• WHAT THIS TASK INVOLVES:
Copy all of the records below verbatim.

— Begin SUPPLIED ENTRIES —

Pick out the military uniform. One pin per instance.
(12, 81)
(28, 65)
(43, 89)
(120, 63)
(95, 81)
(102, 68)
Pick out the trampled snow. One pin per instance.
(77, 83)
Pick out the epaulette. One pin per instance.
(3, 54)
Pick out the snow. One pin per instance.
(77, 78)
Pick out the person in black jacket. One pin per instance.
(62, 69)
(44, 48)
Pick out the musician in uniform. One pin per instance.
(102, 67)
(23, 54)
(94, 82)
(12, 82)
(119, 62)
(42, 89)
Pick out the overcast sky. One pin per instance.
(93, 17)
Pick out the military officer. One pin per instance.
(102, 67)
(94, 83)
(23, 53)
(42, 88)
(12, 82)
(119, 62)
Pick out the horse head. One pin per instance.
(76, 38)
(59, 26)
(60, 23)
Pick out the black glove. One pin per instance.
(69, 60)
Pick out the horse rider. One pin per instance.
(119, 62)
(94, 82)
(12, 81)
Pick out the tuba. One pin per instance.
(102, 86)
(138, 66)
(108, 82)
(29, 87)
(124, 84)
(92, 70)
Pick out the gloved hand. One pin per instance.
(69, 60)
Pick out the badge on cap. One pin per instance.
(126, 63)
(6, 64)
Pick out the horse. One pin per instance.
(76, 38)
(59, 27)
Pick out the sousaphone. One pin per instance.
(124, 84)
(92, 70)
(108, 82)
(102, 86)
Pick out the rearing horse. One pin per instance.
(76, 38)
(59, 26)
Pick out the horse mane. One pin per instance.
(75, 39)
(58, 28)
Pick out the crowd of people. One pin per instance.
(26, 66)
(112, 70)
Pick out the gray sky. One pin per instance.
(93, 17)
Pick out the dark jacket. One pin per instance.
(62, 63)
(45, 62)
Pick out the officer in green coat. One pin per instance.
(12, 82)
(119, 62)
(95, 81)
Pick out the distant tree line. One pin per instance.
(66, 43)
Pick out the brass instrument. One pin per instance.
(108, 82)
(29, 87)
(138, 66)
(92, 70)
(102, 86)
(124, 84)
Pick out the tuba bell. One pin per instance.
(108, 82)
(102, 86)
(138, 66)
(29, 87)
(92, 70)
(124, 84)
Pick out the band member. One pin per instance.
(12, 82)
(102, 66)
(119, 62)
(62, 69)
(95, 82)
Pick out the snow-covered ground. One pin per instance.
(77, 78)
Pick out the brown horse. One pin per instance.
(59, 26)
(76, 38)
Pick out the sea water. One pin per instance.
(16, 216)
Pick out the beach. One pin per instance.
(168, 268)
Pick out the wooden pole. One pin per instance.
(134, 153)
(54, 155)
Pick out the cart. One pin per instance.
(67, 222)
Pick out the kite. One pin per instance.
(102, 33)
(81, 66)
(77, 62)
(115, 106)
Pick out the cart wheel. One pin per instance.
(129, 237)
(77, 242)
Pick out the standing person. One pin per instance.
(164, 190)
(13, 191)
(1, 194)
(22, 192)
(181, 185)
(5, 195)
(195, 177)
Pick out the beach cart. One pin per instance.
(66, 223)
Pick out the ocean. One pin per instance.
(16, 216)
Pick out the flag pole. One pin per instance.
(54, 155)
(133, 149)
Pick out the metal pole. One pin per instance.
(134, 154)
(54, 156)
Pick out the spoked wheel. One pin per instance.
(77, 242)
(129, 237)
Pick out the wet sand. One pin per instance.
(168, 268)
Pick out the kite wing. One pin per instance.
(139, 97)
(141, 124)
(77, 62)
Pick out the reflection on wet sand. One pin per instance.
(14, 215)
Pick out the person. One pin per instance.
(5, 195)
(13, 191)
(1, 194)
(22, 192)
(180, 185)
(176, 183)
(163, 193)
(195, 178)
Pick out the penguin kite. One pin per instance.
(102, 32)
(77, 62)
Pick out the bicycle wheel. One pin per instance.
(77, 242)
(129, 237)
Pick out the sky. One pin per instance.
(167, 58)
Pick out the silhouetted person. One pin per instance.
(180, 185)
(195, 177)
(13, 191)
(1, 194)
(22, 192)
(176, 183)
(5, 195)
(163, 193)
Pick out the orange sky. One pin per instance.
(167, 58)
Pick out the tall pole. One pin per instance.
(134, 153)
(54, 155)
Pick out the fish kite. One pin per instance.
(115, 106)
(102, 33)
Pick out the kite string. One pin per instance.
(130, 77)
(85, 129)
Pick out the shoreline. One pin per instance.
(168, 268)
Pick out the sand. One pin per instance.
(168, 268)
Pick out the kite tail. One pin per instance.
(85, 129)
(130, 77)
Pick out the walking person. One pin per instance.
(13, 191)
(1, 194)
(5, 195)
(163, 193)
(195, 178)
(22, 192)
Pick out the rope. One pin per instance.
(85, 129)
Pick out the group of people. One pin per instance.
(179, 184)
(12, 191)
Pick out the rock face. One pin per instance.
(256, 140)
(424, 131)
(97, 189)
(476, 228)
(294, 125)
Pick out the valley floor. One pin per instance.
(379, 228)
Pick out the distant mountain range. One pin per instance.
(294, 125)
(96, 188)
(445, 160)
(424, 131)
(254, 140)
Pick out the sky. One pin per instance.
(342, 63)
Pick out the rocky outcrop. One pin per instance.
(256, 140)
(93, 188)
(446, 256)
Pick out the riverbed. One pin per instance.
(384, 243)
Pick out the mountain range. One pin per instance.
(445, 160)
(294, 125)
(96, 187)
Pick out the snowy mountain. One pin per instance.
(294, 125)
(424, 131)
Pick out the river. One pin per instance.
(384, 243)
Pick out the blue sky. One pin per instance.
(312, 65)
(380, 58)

— End SUPPLIED ENTRIES —

• SOLUTION FOR THIS EXERCISE:
Pick out the military uniform. One pin per instance.
(12, 81)
(28, 65)
(43, 89)
(120, 63)
(95, 81)
(102, 68)
Pick out the trampled snow. One pin per instance.
(77, 83)
Pick out the epaulette. One pin per instance.
(3, 54)
Pick out the snow. One pin per instance.
(77, 78)
Pick out the person in black jacket. One pin per instance.
(62, 69)
(44, 48)
Pick out the musician in uniform. One pin per instance.
(102, 67)
(23, 54)
(94, 82)
(12, 82)
(119, 62)
(42, 89)
Pick out the overcast sky. One pin per instance.
(93, 17)
Pick out the military officer. One pin per instance.
(102, 67)
(94, 83)
(23, 53)
(42, 88)
(12, 82)
(119, 62)
Pick out the horse head. One pin per instance.
(76, 38)
(59, 26)
(60, 23)
Pick out the black glove. One pin per instance.
(69, 60)
Pick out the horse rider. One pin per instance.
(119, 62)
(94, 82)
(12, 81)
Pick out the tuba. One pin per instance.
(102, 86)
(138, 66)
(108, 82)
(29, 87)
(124, 84)
(92, 70)
Pick out the gloved hand. One pin per instance.
(69, 60)
Pick out the badge on cap. One pin per instance.
(126, 63)
(6, 64)
Pick out the horse. One pin per instance.
(76, 38)
(59, 27)
Pick out the sousaphone. One pin per instance.
(124, 84)
(92, 70)
(108, 82)
(102, 86)
Pick out the rearing horse. One pin per instance.
(76, 38)
(59, 26)
Pick out the horse mane. One pin per instance.
(75, 39)
(58, 28)
Pick out the crowd of people. One pin per instance.
(26, 66)
(112, 70)
Pick out the gray sky. One pin per instance.
(93, 17)
Pick out the dark jacket. One pin per instance.
(62, 63)
(45, 62)
Pick out the officer in green coat. One pin per instance.
(12, 82)
(119, 62)
(95, 81)
Pick out the distant tree line. One pin per instance.
(66, 43)
Pick out the brass instrument. One pin per instance.
(108, 82)
(29, 87)
(138, 66)
(92, 70)
(102, 86)
(124, 84)
Pick out the tuba bell. One pin per instance.
(108, 82)
(102, 86)
(138, 66)
(29, 87)
(92, 70)
(124, 84)
Pick out the band member. One pin per instance.
(12, 82)
(102, 66)
(119, 62)
(62, 69)
(95, 82)
Pick out the snow-covered ground. One pin per instance.
(77, 78)
Pick out the brown horse. One pin per instance.
(59, 26)
(76, 38)
Pick out the sea water. One pin per instance.
(16, 216)
Pick out the beach. One pin per instance.
(168, 268)
Pick out the wooden pole. One pin per instance.
(134, 153)
(54, 155)
Pick out the cart. One pin per instance.
(67, 222)
Pick out the kite. One pin per instance.
(102, 33)
(81, 66)
(77, 62)
(115, 106)
Pick out the cart wheel. One pin per instance.
(129, 237)
(77, 242)
Pick out the standing person. One pin per instance.
(164, 190)
(13, 191)
(1, 194)
(22, 192)
(181, 185)
(5, 195)
(195, 177)
Pick out the beach cart. One pin per instance.
(66, 223)
Pick out the ocean. One pin per instance.
(16, 216)
Pick out the flag pole. One pin per instance.
(54, 155)
(133, 149)
Pick out the metal pole. One pin per instance.
(134, 154)
(54, 156)
Pick out the spoked wheel. One pin per instance.
(77, 242)
(129, 237)
Pick out the wet sand. One pin per instance.
(168, 268)
Pick out the kite wing. One pin per instance.
(139, 97)
(141, 124)
(77, 62)
Pick out the reflection on wet sand. One pin per instance.
(14, 215)
Pick out the person. One pin per instance.
(5, 195)
(13, 191)
(1, 194)
(22, 192)
(180, 185)
(176, 183)
(163, 193)
(195, 178)
Pick out the penguin kite. One pin per instance.
(102, 32)
(77, 62)
Pick out the bicycle wheel. One pin per instance.
(77, 242)
(129, 237)
Pick out the sky. One pin per instance.
(167, 58)
Pick out the silhouetted person. One pin per instance.
(180, 185)
(195, 177)
(13, 191)
(1, 194)
(22, 192)
(176, 183)
(5, 195)
(163, 193)
Pick out the orange sky. One pin per instance.
(167, 58)
Pick out the tall pole. One pin per instance.
(134, 153)
(54, 155)
Pick out the fish kite. One pin per instance.
(115, 106)
(102, 33)
Pick out the kite string. One pin per instance.
(130, 77)
(85, 129)
Pick out the shoreline. One pin per instance.
(168, 268)
Pick out the sand. One pin per instance.
(168, 268)
Pick out the kite tail. One pin per instance.
(85, 129)
(130, 77)
Pick out the walking person. One pin per instance.
(13, 191)
(1, 194)
(5, 195)
(163, 193)
(195, 178)
(22, 192)
Pick out the rope. One pin per instance.
(85, 129)
Pick out the group of people. One pin per instance.
(179, 184)
(12, 191)
Pick out the rock face. One pin per instance.
(256, 140)
(424, 131)
(97, 189)
(476, 228)
(294, 125)
Pick out the valley floor. One pin per instance.
(379, 228)
Pick out the distant mountain range. One pin per instance.
(294, 125)
(96, 188)
(445, 160)
(424, 131)
(254, 140)
Pick out the sky. One pin per instance.
(342, 63)
Pick out the rocky outcrop. One pin per instance.
(256, 140)
(93, 188)
(446, 256)
Pick out the riverbed. One pin per instance.
(384, 243)
Pick out the mountain range. One pin per instance.
(445, 160)
(294, 125)
(96, 187)
Pick out the snowy mountain. One pin per instance.
(294, 125)
(424, 131)
Pick out the river. One pin per instance.
(384, 243)
Pick out the blue sky. One pin per instance.
(312, 65)
(380, 58)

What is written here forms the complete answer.